TESTO CITATO:

Altre due Cose parlano di città. Sono medaglie ricordo di congressi ai quali partecipò mio padre. A Ginevra si tenne, nel settembre 1949, la Conferenza internazionale delle Città, organizzata da qualcuno che pensava già all’Europa unita, se non delle Patrie o delle Nazioni, almeno dei Comuni. A Strasburgo, invece, nel 1950, vi fu il primo Congresso dell’Unione delle Fiere Internazionali, al quale non poteva non essere presente il rappresentante della città di Verona e della grande Fiera dell’Agricoltura e dei Cavalli.
Manca, è andata persa, la medaglia ricordo di Bingen, cittadina della Renania-Palatinato fondata da Claudio Druso il Germanico nel 13 avanti Cristo, famosa non solo per i suoi vini, che trasformano l’acqua del Reno in nettare, ma anche per essere la patria di Santa Ildegarda. Che fu insigne teologa medievale nonché autrice di molte ricette culinarie fondate sulle proprietà curative naturali di certi alimenti, oggi tornate in voga. All’insegna delle comuni origini romane e del buon bere, Bingen si gemellò agli inizi degli anni Cinquanta con Verona e nominò mio padre cittadino onorario.
v)
A questo comparto ho assegnato il concetto delle Associazioni di idee, inventate dai miei prediletti empiristianglo-scozzesi.

RIGHE DI DATI:
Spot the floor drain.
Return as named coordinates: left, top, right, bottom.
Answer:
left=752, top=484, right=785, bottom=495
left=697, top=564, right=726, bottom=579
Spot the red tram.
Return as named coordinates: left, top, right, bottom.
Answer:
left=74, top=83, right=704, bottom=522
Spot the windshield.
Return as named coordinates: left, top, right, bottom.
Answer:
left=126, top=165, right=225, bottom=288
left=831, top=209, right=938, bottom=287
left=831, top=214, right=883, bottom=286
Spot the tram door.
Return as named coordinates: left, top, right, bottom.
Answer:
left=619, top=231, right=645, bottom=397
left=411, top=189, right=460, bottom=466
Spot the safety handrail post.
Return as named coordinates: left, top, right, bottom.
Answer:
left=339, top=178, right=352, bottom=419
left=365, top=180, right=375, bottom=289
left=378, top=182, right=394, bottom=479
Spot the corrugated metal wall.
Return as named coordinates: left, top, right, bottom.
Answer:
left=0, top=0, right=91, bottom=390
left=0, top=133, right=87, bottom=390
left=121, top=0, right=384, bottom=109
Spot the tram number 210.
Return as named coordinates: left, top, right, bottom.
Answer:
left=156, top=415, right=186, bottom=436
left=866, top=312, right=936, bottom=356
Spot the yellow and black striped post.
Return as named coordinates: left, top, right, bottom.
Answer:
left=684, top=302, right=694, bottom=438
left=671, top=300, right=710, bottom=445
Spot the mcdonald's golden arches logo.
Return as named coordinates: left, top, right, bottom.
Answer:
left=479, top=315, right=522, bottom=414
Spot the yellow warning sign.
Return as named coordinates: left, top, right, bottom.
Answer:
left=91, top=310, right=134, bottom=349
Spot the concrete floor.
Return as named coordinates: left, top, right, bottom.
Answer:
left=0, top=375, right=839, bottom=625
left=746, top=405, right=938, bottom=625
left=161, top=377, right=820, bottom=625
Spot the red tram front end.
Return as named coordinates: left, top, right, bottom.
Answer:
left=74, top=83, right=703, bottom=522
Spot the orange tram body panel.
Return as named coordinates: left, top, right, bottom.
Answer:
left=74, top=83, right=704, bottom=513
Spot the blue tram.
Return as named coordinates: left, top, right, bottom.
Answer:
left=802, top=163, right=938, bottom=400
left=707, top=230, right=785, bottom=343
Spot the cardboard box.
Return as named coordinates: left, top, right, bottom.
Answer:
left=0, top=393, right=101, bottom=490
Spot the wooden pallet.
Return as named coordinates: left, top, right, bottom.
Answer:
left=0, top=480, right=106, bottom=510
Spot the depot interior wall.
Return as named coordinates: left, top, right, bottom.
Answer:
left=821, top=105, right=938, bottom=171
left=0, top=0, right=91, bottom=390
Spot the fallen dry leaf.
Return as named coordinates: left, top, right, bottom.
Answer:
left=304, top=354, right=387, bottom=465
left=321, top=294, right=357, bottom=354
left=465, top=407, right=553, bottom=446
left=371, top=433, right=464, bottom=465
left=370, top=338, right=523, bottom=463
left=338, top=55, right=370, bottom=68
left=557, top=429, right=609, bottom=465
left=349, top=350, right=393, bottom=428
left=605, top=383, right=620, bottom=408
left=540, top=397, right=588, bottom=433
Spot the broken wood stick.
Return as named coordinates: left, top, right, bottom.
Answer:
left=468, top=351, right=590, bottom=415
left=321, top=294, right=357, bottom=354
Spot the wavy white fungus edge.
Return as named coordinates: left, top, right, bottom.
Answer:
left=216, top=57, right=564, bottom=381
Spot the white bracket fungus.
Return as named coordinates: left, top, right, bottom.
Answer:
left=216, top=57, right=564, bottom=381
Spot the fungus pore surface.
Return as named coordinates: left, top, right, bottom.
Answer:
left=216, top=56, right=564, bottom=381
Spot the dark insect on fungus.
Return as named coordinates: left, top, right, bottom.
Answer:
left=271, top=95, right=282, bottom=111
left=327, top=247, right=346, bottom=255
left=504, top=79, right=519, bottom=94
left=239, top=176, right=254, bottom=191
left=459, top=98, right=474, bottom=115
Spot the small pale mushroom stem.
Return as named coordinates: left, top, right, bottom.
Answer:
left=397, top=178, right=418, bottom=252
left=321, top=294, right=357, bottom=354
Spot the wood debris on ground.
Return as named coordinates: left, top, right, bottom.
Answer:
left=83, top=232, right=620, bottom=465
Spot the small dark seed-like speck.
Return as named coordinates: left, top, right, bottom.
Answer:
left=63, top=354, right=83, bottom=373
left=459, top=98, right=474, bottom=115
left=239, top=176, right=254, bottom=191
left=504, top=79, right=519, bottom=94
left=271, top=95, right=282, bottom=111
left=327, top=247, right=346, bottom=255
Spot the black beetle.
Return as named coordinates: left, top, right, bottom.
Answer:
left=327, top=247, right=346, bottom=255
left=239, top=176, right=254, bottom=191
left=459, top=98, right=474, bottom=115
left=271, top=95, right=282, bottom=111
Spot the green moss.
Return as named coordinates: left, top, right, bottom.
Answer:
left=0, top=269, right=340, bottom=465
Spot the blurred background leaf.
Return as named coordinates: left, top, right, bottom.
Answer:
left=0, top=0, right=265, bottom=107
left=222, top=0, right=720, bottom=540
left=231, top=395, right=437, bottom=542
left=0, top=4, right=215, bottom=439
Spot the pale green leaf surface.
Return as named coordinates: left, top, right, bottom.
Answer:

ESERCIZI:
(a) Elenca tutte le città nominate nel testo sulle medaglie ricordo.
(b) Riprendi il testo sulle medaglie ricordo e portalo avanti da dove si ferma.
Il materiale non c'entra con questo lavoro.

RISPOSTE:
(a) Ginevra, Strasburgo, Verona, Bingen

(b)
Confesso che l’Arena di Verona è presente qui solo perché delle dimensioni giuste per starci. Avrei preferito metterci, se avesse avuto le misure adatte, la mano di plastica che tiene sul palmo, assieme all’Arena, anche Giulietta e Romeo. Una volta la tenevo esposta sulla libreria, parte di un altro mio tentativo fallito di collezione: i souvenir turistici. Ho sovrapposto all’anfiteatro un cagnolino di panno. L’associazione di idee fra la stagione lirica e i cantanti cani che meritano fischi, mi fornì il pretesto per un’intervista, al tempo della mia brevissima carriera di radiocronista, nel 1952. In occasione di un concorso riservato ai cani di razza, che si teneva in Arena, mi venne l’idea di portare davanti al microfono un bastardino che cantava. La bestiola era stata addestrata ad emettere abbaii e mugolii corrispondenti a note diverse, secondo il modo in cui il padrone gli piegava (o torceva) le zampe. L’esecuzione, pietosa e un po’ crudele, ebbe grande successo radiofonico. Andò in onda in un programma nazionale di interviste comiche e bizzarre che si chiamava La giraffa. La registrazione è sopravvissuta nell’immenso archivio della Rai, ed è stata ritrasmessa a mezzo secolo di distanza in Graffiti, un programma di rievocazione delle voci “più significative” degli anni ’50…Ebbi così la sorpresa di risentirmi giovane alla radio mentre intervistavo il povero cagnetto (e solo riascoltandolo tanti anni dopo mi è sembrato che cantasse, o guaisse, Giovinezza). Ho la cassetta, che mi fu mandata dalla gentile collega romana che dirigeva la trasmissione.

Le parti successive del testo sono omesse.